Gestellte Aufgabe a
Wann wurden laut dem Textauszug über Kylie Minogues Streaming-Konzert die ersten Konzerte und Shows abgesagt?

Kylie Minogue – Infinite DISCO, Streaming-Konzert, 07.11.2020

Corona macht nicht nur krank – es verändert auch die komplette Wirtschaft und beeinflusst erheblich die Kulturindustrie. Das sollte mittlerweile jede*r mitbekommen haben. Erinnert ihr euch noch, als Mitte März die ersten Konzerte und Shows abgesagt und manche davon knapp drei Monate nach hinten verschoben wurden? Ganze acht Monate später kann man darüber nur noch auf bittersüße Art lachen.

Gestellte Aufgabe b
Bring die Zeilen unten, vom ersten Eintrag bis einschließlich der Zeile mit „point(1061, 353)“, in eine Markdown-Tabelle mit den Spalten „Nr.“ und „Zeile“. Leere Zeilen bleiben weg.

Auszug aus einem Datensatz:
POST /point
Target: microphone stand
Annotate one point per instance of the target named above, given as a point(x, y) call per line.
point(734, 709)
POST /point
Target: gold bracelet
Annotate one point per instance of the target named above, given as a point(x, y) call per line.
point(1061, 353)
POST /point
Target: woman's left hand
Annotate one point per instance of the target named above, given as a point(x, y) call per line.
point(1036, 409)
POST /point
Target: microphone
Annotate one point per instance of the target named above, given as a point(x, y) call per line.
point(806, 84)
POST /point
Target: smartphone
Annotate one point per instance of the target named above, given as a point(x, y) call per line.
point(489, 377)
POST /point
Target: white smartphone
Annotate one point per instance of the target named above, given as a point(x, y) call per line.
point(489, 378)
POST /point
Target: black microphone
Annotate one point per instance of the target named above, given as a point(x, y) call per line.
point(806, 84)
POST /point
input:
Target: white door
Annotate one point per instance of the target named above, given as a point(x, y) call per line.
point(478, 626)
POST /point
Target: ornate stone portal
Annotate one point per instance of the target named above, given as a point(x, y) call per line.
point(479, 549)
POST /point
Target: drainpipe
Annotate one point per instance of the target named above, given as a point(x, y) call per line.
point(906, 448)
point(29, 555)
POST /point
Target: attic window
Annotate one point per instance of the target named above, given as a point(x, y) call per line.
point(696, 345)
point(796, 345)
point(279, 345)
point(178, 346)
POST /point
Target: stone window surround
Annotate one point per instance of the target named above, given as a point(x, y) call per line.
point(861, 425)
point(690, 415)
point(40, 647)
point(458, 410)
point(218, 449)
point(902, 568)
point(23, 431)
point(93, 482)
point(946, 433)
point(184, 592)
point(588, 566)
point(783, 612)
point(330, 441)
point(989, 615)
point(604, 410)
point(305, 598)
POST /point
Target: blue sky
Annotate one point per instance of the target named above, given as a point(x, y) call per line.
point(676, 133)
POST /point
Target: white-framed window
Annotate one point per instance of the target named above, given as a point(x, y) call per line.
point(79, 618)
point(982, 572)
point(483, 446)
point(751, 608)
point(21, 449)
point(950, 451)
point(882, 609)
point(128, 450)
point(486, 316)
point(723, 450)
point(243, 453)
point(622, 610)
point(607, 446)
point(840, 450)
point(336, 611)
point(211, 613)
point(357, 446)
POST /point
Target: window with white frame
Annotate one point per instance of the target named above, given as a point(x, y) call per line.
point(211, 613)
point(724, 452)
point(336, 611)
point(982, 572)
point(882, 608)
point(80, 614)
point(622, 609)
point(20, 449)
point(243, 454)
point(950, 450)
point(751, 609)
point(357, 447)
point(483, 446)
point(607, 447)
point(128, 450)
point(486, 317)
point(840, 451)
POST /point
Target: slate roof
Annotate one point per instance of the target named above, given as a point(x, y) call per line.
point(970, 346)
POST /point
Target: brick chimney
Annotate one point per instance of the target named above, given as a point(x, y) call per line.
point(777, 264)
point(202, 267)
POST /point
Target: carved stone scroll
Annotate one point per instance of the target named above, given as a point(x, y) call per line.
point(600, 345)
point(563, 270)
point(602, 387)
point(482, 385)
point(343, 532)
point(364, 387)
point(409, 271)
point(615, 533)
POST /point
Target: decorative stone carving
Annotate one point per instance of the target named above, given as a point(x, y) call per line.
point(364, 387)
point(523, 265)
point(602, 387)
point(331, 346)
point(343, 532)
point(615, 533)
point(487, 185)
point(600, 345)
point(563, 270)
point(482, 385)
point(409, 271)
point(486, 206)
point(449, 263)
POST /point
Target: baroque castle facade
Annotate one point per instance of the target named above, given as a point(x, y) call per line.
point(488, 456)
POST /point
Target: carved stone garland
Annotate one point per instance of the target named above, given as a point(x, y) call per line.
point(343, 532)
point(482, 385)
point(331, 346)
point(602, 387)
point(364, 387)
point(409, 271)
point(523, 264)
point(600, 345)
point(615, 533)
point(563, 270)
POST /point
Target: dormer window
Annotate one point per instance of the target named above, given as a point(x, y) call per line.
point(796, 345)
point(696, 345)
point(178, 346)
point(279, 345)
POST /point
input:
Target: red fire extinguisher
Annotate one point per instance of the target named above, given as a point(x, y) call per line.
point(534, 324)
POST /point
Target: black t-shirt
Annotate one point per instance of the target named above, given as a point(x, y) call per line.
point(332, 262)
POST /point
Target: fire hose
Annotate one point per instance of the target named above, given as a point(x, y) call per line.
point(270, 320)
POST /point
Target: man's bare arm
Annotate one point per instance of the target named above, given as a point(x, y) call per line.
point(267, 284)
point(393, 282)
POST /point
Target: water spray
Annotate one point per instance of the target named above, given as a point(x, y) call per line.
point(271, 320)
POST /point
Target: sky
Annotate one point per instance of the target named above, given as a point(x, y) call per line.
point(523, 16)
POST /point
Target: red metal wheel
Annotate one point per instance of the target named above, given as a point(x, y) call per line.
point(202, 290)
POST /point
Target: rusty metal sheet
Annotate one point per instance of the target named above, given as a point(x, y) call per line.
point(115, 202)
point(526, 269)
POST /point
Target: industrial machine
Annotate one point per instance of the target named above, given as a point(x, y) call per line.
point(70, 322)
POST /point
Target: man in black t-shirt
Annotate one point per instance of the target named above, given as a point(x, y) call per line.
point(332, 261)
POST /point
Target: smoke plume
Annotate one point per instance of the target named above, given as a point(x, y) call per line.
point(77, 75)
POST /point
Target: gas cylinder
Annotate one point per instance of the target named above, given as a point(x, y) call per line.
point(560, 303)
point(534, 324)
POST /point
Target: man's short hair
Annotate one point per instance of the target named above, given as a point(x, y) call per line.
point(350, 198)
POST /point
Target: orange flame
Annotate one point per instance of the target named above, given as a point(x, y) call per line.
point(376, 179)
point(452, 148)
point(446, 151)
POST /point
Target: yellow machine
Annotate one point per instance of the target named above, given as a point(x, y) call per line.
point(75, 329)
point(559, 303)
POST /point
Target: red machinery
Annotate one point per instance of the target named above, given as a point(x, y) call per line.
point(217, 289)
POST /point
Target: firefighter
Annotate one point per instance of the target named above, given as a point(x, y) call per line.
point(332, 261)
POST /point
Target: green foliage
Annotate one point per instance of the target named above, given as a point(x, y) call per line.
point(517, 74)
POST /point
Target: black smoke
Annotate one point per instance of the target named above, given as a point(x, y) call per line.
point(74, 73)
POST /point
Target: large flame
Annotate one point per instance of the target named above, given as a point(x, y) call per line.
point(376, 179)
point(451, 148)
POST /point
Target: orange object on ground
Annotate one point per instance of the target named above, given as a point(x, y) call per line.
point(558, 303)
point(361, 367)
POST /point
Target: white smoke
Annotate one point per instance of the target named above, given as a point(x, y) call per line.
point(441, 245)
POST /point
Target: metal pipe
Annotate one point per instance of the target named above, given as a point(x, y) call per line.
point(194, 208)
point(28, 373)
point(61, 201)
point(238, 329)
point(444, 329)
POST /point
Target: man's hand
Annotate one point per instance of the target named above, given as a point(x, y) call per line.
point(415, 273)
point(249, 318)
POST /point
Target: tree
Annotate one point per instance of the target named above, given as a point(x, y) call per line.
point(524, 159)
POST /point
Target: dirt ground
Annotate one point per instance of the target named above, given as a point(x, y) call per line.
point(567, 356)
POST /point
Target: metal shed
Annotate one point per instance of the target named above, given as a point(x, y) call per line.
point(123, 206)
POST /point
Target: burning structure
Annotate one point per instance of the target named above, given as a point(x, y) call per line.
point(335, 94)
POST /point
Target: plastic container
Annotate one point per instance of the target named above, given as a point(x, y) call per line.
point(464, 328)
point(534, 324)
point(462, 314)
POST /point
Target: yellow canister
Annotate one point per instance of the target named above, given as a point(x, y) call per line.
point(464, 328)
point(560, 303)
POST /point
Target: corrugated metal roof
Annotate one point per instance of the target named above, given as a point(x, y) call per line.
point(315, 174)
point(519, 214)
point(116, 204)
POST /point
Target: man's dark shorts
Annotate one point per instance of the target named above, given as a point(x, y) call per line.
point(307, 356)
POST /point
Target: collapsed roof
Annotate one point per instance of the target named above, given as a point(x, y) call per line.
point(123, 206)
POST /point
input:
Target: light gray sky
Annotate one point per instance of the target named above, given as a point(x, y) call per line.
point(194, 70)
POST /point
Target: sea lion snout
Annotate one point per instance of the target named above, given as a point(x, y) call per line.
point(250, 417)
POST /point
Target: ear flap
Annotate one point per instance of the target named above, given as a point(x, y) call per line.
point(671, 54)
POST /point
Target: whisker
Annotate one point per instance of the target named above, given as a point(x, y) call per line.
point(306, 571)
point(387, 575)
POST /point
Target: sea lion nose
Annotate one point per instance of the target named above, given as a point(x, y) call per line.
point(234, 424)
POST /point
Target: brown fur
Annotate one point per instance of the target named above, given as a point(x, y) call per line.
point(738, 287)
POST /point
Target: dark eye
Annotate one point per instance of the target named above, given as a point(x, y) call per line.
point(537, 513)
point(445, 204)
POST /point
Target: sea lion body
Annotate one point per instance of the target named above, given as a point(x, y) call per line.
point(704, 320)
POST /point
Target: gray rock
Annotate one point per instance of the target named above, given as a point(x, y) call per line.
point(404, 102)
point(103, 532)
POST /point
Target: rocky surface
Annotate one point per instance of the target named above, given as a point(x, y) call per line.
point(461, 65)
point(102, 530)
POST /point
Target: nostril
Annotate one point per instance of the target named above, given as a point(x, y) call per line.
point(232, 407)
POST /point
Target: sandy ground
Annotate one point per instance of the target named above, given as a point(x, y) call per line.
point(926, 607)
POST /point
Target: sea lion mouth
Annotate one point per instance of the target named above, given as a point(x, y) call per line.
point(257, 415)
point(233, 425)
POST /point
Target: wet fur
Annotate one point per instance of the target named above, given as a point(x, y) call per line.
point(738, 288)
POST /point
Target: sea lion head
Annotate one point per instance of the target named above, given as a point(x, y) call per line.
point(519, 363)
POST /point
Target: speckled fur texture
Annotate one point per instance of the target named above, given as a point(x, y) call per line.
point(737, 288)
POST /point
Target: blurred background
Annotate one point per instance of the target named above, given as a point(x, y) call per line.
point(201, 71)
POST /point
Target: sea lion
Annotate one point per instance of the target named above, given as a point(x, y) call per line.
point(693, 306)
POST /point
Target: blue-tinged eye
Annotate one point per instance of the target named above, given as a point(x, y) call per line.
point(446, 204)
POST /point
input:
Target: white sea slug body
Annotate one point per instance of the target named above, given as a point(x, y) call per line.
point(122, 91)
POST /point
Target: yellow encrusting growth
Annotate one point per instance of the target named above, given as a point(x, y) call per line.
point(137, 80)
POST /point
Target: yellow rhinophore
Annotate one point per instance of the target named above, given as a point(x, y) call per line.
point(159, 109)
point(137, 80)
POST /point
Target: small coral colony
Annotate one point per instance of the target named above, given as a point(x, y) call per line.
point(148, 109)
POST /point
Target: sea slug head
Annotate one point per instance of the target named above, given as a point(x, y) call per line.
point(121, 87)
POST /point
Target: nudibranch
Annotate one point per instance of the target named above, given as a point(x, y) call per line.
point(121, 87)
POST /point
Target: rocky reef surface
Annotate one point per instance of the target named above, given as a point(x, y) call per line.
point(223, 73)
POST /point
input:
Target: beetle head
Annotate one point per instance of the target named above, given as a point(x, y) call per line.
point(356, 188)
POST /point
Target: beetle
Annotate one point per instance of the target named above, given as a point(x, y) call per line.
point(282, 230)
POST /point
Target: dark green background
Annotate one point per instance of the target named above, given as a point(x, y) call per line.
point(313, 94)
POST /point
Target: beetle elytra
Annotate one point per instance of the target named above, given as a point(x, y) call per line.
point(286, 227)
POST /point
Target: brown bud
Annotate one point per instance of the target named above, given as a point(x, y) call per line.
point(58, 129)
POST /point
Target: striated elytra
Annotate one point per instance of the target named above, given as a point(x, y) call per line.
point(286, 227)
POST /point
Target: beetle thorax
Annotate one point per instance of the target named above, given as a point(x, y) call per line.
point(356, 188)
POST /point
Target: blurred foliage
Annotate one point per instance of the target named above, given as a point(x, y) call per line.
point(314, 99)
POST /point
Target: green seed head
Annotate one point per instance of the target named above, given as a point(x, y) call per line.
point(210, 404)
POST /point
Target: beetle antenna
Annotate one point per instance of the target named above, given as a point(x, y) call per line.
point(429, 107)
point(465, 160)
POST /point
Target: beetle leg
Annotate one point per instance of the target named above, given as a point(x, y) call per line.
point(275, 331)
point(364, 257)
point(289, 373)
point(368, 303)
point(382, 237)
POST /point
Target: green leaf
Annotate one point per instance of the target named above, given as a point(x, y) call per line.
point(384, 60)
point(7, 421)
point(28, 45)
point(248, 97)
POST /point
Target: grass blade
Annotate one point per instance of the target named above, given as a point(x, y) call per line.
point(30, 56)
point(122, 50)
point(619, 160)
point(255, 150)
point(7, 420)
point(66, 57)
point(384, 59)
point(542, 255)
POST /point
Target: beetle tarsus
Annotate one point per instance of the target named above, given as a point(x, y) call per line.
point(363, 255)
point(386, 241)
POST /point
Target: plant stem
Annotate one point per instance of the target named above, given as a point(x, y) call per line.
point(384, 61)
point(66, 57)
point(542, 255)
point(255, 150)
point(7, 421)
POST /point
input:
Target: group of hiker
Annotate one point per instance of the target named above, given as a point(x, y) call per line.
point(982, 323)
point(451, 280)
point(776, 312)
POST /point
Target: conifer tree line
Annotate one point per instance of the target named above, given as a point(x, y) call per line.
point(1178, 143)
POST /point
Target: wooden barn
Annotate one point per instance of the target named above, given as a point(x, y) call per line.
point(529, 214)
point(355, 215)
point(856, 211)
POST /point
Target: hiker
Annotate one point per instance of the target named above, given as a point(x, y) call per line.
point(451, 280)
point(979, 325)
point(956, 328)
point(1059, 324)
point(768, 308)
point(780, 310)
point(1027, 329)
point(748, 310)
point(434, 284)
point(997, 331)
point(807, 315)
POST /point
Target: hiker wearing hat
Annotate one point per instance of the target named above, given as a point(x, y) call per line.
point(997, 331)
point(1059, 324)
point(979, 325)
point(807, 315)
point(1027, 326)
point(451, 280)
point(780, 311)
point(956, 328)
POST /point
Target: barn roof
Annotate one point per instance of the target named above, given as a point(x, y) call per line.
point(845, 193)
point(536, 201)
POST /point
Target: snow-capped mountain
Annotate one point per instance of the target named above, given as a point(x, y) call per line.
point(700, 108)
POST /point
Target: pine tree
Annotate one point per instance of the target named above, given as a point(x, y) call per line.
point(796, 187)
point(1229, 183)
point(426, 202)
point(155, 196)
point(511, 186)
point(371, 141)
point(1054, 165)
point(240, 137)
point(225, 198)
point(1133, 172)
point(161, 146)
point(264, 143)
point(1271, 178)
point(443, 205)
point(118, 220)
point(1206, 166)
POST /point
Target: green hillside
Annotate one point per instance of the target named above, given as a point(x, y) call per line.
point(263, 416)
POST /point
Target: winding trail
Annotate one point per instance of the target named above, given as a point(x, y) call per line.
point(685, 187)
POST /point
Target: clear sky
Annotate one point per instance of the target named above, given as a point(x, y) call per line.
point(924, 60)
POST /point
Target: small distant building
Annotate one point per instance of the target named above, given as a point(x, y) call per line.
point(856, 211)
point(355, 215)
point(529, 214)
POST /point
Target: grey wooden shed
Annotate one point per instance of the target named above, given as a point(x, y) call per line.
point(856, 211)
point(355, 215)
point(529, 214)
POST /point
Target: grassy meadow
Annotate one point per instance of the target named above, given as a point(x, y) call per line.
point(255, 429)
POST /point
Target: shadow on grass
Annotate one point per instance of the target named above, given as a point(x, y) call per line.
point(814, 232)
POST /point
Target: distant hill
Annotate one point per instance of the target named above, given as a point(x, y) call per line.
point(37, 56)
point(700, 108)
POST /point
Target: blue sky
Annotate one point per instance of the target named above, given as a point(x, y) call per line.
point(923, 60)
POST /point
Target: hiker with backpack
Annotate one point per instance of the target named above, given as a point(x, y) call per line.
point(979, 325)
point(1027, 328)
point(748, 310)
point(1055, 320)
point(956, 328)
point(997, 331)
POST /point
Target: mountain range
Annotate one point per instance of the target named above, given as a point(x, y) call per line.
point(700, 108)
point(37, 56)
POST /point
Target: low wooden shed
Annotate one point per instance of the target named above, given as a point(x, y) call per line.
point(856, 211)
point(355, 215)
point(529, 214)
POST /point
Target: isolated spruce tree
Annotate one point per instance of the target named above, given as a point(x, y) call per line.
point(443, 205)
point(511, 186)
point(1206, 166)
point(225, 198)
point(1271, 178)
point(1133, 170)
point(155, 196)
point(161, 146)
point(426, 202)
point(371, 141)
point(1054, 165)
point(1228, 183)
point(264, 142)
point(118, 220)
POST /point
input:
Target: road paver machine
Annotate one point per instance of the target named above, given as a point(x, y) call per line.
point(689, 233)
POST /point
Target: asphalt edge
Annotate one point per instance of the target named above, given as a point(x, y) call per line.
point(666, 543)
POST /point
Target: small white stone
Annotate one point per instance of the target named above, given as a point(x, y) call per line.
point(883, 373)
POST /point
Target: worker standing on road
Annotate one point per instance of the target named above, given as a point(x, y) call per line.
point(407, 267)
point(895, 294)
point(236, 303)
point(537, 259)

Vollständige Ausgabe a
Mitte März.

Vollständige Ausgabe b
| Nr. | Zeile |
|---|---|
| 1 | POST /point |
| 2 | Target: microphone stand |
| 3 | Annotate one point per instance of the target named above, given as a point(x, y) call per line. |
| 4 | point(734, 709) |
| 5 | POST /point |
| 6 | Target: gold bracelet |
| 7 | Annotate one point per instance of the target named above, given as a point(x, y) call per line. |
| 8 | point(1061, 353) |